#### Problem to solve
Print verbatim everything in the items below, from the line containing "Spot the woman's eye in" down to the line containing "[[346, 168]]", including both of those lines.

#### Records
** start **

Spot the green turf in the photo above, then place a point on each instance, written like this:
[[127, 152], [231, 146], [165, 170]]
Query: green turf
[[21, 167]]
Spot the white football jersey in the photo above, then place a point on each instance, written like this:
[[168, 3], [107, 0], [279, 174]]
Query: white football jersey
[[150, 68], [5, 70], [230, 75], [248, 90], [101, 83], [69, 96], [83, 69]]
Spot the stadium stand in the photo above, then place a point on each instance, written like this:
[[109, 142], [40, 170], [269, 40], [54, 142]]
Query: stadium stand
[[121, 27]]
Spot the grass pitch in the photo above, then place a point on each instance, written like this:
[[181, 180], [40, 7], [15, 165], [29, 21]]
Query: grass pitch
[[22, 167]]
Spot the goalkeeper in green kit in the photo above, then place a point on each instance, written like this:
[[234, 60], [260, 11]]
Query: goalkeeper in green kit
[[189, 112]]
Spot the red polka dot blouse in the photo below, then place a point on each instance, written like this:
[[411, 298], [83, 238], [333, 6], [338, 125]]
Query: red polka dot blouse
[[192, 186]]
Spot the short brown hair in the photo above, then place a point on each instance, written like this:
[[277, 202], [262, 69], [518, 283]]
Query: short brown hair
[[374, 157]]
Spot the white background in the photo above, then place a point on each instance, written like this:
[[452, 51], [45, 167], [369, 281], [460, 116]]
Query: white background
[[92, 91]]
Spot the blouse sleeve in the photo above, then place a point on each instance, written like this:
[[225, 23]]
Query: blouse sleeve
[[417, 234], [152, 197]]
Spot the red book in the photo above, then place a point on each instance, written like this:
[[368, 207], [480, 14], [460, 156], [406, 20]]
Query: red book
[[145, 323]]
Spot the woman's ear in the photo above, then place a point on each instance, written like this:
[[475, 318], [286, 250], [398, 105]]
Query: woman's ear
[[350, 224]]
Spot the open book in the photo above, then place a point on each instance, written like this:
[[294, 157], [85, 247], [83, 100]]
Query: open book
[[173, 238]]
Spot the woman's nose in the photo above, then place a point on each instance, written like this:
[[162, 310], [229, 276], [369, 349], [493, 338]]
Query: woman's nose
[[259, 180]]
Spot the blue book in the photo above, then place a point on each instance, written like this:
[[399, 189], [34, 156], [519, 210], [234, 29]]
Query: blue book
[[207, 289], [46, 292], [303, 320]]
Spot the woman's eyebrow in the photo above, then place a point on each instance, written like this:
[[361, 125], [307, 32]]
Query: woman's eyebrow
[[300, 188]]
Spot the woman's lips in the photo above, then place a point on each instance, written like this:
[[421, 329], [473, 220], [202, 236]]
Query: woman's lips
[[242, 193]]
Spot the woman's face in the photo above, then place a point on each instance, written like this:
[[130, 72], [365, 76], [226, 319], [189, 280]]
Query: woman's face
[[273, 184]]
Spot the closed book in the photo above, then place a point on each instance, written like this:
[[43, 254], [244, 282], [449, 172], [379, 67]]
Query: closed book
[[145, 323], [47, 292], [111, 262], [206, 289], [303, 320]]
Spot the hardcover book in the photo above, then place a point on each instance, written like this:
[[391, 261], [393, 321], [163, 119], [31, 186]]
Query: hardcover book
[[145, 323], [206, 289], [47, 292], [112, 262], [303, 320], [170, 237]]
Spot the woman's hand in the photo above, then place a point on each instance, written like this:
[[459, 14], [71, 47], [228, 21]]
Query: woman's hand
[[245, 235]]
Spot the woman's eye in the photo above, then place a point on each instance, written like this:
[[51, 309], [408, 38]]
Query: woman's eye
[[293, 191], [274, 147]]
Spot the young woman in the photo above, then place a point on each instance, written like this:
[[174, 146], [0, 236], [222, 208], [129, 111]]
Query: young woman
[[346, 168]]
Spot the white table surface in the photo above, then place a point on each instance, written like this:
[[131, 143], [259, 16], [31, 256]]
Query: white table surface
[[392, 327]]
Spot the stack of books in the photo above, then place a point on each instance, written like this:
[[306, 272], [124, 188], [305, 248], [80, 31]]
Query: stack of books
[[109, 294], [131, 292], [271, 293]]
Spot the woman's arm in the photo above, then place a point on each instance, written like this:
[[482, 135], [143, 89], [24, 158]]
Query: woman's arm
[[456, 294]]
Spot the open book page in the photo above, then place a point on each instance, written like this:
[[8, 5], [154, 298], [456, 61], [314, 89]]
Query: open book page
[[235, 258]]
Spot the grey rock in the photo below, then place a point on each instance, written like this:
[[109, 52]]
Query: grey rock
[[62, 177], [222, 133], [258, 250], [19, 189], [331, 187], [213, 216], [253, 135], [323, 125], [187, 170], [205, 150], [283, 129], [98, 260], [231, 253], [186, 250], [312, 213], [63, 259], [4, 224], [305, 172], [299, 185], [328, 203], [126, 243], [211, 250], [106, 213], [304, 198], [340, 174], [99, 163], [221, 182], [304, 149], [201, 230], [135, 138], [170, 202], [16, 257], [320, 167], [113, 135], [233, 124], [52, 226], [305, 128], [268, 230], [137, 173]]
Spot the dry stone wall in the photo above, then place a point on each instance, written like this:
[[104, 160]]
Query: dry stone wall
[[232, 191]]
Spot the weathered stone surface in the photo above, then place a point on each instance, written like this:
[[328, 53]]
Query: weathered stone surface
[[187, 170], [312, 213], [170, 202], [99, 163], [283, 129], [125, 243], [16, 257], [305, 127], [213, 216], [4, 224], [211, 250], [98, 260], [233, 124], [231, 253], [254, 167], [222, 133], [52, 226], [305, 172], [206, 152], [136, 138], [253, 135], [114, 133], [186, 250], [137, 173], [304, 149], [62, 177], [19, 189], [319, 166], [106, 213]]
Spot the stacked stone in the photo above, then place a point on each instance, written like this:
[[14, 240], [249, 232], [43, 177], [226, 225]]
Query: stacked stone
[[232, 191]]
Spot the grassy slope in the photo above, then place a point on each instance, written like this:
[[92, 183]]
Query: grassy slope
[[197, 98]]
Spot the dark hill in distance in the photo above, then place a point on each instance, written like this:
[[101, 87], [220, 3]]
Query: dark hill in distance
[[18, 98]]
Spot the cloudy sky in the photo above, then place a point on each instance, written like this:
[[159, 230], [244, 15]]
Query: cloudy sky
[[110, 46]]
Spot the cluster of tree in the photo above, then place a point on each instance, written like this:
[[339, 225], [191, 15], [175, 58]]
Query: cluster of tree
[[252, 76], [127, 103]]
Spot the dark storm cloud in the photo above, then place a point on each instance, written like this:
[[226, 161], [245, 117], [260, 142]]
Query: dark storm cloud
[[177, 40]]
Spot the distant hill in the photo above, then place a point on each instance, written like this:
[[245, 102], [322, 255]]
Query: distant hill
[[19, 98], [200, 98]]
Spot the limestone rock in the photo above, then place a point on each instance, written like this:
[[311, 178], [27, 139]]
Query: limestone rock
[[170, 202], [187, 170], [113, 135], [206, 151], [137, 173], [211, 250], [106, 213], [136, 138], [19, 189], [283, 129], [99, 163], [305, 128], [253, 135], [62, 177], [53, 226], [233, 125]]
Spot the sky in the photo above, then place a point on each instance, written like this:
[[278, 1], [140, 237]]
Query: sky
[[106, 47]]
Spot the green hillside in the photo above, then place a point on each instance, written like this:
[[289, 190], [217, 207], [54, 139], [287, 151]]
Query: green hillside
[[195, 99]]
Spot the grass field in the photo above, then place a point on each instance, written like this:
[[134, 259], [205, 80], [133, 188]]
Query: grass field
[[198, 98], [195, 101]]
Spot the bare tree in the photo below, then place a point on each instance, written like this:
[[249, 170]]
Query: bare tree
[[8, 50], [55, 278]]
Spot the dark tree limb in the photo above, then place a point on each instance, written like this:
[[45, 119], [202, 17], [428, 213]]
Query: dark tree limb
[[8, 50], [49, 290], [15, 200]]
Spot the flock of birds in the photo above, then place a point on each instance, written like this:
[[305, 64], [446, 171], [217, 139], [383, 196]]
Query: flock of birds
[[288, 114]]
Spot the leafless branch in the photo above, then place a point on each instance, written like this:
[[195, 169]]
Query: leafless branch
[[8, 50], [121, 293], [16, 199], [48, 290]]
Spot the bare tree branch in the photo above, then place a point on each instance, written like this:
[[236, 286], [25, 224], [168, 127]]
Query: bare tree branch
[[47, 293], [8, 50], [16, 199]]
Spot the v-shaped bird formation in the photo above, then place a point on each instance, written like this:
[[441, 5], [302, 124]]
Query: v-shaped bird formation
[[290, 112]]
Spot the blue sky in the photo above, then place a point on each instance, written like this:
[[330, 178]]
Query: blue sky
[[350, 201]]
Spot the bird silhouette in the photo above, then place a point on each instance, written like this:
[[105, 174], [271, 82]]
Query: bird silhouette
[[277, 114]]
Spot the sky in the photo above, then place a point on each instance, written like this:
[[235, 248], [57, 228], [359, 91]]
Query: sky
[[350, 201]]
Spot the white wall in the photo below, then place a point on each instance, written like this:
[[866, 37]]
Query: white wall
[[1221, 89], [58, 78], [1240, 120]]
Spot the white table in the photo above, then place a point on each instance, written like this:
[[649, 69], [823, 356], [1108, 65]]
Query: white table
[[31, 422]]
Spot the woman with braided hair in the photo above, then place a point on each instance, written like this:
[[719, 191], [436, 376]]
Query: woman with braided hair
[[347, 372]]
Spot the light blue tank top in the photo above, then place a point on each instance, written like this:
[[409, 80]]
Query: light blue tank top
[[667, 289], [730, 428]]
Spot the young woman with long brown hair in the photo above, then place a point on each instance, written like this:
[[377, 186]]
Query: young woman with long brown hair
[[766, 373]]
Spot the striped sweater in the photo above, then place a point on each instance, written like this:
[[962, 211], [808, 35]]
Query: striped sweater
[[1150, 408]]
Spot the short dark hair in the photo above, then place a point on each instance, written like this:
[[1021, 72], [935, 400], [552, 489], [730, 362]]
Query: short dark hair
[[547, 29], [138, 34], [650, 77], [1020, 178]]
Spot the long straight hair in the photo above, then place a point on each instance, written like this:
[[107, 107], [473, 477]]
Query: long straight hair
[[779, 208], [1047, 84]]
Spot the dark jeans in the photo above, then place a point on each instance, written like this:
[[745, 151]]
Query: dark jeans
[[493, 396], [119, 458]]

** end **

#### Full response
Spot the woman's eye in the photo above, then place a point on each instance, written like this:
[[51, 309], [408, 38]]
Query: woman's eye
[[293, 191], [274, 147]]
Spot the young woman in the photo above, then place a point on each instance, written like this:
[[174, 146], [0, 236], [222, 208], [129, 111]]
Query: young woman
[[346, 168]]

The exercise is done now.